**Aim**
Do these statements agree with the text on Andy Leonard's baseball career? Answer yes or no for each, quoting the deciding words: 1. The British showed strong interest in baseball during the 1874 trip; 2. Leonard married Alice Nugent in 1874; 3. Leonard played second base for the Rochester Hop Bitters in 1879.

**Text**
○ ○ ○ ○ ○ ○ ○

In July 1874 the Boston Red Stockings and the Philadelphia Athletics were given a three-week break from the National Association schedule, so they could introduce the game to the British Isles. The British showed little interest in baseball, and few fans showed up at the games. The highlight of the trip turned out to be a cricket match between the Americans and the Marylebone club, one of the strongest in England. Harry and George Wright were experienced cricketers, but most of the Americans knew little about the game. The Wrights conducted a crash course for their countrymen on rules and strategy. When the game commenced several of the Americans forgot the defensive strategy, crushing the ball as far as they could hit it. The Americans won the match 107-105, with Andy Leonard scoring 12 runs. The Americans spent two days in Ireland, defeating an all-Ireland team in cricket, 165-79. Leonard scored 26 runs in a match at Cavan, the place where he had been born 28 years earlier.
Leonard’s grandson, Charles McCarthy, said his grandfather made a triumphal return to his native country: “Oral family history has him returning triumphantly to his hometown, Cavan, as both an American champion ballist and as a native-born Irishman, survivor of the Great Hunger (or Famine), who had battered the English cricket champions silly at their own game.”13
During the same year as the British trip, 1874, Andy Leonard married Alice Nugent, the 22-year-old daughter of Irish immigrants. They eventually had six children, four of whom – Andrew, William, John, and Alice – survived to adulthood.
In 1876 the National Association was replaced by the National League. Wright took his Red Stockings into the new circuit. On April 22, 1876, Leonard became one of two Irish-born players to appear in the first National League game. Despite anti-Irish prejudice, Leonard was extremely popular in Boston, particularly among the many fans of Irish ancestry. The Red Stockings won the National League pennant in both 1877 and 1878.
With his skills starting to decline, Leonard spent the 1879 season in the minor leagues. He reverted to shortstop, the same position in which he had starred as a youth. He played this demanding position for the Rochester Hop Bitters in the National Association (now reconstituted as a minor league) and hit .302 in 20 games.

○ ○ ○ ○ ○ ○ ○

**Stored data**
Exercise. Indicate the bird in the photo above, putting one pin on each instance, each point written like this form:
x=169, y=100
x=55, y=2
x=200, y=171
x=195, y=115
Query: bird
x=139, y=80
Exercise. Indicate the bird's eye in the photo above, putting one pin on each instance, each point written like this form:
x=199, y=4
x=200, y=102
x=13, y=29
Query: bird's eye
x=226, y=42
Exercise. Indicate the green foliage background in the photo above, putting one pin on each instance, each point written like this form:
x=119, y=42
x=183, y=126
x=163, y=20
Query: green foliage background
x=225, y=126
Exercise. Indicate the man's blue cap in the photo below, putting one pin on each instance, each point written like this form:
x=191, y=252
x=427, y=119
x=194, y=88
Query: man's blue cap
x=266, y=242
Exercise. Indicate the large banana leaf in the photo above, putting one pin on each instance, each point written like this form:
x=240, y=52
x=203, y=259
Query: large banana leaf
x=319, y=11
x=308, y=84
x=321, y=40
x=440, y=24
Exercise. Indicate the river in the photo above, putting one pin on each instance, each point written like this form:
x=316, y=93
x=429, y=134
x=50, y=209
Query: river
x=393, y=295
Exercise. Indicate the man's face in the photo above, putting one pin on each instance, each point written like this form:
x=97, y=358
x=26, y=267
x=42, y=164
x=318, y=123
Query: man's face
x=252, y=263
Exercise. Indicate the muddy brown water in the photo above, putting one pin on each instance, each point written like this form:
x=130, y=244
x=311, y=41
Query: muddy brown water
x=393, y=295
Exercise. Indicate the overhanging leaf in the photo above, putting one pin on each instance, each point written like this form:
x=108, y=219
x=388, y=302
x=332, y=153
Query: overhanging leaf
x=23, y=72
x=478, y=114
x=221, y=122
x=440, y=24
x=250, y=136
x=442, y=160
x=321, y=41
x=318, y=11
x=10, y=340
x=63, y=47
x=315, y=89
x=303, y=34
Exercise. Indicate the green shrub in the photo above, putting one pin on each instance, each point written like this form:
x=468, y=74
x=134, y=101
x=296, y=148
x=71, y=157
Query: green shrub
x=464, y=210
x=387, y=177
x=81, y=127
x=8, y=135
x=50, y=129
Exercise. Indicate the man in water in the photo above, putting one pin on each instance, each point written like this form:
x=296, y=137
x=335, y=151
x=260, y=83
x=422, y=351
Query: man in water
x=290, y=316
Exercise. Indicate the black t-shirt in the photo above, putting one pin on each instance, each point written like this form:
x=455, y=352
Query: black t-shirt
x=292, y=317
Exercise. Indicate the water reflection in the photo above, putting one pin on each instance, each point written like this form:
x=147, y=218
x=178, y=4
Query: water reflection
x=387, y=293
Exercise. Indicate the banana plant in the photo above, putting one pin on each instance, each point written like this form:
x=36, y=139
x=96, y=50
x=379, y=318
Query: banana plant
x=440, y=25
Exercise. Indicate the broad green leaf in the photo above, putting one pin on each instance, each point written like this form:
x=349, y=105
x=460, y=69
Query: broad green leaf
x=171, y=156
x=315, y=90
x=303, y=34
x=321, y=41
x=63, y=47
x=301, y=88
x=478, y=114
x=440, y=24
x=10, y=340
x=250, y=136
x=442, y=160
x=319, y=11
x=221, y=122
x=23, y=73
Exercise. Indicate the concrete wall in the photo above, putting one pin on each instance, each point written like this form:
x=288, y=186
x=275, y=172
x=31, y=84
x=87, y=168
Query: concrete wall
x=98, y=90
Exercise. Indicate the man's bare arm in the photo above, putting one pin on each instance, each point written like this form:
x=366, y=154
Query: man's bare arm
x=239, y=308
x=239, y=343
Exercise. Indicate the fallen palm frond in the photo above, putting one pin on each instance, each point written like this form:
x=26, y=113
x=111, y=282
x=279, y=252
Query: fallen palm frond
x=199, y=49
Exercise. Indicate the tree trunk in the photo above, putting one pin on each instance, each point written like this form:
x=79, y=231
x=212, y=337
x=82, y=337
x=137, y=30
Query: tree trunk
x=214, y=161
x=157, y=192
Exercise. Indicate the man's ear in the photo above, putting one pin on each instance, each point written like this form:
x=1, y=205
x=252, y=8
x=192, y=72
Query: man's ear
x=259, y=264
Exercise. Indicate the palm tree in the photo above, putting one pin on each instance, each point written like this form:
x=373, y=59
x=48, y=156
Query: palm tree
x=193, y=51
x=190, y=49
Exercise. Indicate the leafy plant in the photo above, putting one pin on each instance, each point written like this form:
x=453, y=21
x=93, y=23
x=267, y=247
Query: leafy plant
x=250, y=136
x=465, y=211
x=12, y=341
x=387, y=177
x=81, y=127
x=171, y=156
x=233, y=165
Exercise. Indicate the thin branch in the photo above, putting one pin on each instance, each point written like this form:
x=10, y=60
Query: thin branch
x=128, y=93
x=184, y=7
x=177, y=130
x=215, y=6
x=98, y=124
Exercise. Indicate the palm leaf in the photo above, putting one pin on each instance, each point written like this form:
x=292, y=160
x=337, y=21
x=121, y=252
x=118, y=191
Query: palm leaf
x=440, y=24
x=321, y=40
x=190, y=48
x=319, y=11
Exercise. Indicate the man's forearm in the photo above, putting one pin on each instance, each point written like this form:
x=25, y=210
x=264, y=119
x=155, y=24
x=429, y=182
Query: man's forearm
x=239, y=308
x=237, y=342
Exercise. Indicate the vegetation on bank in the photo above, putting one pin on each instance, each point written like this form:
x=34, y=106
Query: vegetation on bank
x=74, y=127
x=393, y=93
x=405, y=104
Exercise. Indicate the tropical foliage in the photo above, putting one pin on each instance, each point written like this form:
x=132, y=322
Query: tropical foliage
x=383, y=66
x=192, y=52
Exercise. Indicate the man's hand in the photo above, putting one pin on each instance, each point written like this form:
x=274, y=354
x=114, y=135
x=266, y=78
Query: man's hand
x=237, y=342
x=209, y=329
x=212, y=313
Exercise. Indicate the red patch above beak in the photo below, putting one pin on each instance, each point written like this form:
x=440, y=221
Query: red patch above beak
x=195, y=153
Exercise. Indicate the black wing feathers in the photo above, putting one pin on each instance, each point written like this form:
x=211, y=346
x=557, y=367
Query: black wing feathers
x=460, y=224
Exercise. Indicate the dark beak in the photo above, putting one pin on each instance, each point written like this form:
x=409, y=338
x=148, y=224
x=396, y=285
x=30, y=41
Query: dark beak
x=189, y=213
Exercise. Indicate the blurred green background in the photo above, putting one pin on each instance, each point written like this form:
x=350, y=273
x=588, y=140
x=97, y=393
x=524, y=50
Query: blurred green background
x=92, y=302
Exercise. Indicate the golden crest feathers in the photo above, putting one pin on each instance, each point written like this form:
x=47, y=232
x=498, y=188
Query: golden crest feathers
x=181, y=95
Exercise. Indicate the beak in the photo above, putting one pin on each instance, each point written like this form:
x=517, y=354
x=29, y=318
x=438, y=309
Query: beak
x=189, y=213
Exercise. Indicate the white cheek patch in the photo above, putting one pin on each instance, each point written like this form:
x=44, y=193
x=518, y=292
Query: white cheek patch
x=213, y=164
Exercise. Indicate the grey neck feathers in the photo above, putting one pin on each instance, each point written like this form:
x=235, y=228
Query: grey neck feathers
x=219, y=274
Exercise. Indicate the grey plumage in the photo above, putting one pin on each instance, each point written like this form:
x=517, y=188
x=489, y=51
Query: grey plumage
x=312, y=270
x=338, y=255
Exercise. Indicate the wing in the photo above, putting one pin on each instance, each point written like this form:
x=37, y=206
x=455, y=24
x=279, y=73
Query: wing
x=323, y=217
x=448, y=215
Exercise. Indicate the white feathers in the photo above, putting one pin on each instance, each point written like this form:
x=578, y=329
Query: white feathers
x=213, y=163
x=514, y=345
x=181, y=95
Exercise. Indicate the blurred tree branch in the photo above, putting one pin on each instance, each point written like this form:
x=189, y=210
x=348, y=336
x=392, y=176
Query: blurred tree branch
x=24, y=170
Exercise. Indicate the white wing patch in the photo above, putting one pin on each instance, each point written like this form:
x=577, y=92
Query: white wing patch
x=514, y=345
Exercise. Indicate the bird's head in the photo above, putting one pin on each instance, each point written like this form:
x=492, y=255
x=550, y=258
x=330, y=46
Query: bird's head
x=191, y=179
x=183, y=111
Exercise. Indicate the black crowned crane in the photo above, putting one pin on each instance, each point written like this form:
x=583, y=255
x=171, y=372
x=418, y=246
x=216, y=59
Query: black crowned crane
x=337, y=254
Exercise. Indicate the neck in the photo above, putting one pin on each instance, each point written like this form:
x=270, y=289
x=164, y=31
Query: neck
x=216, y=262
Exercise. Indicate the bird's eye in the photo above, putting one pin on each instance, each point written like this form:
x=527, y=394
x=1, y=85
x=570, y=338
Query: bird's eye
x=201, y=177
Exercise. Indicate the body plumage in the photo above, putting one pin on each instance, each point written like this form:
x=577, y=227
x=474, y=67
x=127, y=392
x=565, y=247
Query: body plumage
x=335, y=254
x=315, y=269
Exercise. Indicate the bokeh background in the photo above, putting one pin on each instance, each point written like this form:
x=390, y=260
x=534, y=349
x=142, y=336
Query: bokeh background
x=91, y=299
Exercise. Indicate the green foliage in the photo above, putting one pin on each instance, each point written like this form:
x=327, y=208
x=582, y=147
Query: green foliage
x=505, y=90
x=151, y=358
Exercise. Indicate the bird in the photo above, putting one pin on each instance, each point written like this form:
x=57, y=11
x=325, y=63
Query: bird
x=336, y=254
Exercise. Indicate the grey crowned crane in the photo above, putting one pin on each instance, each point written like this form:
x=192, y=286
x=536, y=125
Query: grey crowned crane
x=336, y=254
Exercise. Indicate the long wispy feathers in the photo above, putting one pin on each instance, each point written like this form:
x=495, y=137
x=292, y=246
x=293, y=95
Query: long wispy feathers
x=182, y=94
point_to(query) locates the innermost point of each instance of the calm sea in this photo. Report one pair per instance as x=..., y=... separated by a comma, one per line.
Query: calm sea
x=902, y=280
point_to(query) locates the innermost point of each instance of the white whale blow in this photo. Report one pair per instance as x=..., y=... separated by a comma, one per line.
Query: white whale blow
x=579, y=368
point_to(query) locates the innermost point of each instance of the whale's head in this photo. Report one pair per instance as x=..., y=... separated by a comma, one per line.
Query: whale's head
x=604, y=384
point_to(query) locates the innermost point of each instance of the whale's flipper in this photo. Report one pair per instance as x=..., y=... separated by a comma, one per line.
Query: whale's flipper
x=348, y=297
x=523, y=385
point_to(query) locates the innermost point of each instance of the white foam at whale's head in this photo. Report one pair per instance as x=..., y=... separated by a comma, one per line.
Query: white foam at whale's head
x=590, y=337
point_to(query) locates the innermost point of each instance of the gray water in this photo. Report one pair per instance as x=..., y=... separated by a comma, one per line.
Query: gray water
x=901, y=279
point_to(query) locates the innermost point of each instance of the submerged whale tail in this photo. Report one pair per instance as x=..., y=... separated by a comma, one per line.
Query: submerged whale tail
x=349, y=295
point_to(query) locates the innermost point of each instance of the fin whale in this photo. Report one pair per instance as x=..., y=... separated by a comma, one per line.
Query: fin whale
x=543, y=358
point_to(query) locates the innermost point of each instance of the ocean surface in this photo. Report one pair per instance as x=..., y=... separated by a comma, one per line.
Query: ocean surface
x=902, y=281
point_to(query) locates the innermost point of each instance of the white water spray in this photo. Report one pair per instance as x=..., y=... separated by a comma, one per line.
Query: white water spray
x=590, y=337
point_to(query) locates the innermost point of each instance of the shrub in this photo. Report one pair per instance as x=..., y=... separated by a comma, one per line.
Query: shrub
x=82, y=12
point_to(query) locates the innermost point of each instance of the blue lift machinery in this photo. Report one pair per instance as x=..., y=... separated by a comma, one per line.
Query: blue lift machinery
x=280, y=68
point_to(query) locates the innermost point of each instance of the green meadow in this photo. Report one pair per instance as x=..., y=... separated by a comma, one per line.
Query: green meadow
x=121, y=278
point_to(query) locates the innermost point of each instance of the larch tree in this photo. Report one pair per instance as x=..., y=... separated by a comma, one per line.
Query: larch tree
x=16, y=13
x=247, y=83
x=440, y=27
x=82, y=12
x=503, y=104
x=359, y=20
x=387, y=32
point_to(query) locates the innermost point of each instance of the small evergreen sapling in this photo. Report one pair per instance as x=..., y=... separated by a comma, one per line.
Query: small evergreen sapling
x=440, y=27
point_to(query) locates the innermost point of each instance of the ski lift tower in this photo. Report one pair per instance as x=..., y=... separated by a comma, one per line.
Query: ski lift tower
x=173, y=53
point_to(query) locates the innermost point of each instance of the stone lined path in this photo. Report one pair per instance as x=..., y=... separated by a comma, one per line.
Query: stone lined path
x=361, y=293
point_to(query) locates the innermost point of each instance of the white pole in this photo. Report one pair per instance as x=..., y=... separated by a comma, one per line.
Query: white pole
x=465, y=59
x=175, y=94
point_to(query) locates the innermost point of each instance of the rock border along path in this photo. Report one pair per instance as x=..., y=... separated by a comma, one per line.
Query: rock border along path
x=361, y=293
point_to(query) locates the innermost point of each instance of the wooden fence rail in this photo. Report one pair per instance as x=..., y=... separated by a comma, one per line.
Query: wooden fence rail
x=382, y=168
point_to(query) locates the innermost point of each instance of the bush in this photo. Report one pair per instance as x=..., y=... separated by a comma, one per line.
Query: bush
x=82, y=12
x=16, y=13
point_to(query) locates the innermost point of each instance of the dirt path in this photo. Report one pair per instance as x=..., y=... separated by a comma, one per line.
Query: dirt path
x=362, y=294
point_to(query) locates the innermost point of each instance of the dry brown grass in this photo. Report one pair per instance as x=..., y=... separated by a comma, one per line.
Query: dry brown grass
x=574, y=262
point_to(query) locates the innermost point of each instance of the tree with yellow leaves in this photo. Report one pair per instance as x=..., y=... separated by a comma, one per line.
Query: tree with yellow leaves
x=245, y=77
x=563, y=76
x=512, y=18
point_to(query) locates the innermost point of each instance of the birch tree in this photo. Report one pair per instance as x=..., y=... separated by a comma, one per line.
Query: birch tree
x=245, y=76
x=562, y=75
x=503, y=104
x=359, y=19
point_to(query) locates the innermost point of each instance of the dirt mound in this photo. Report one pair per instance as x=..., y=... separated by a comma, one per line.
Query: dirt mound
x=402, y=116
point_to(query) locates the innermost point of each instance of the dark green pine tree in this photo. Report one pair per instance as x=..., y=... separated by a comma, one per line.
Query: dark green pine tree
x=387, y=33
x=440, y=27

○ ○ ○ ○ ○ ○ ○

**Correct answer**
1. No: "The British showed little interest in baseball"
2. Yes: "During the same year as the British trip, 1874, Andy Leonard married Alice Nugent"
3. No: "He reverted to shortstop"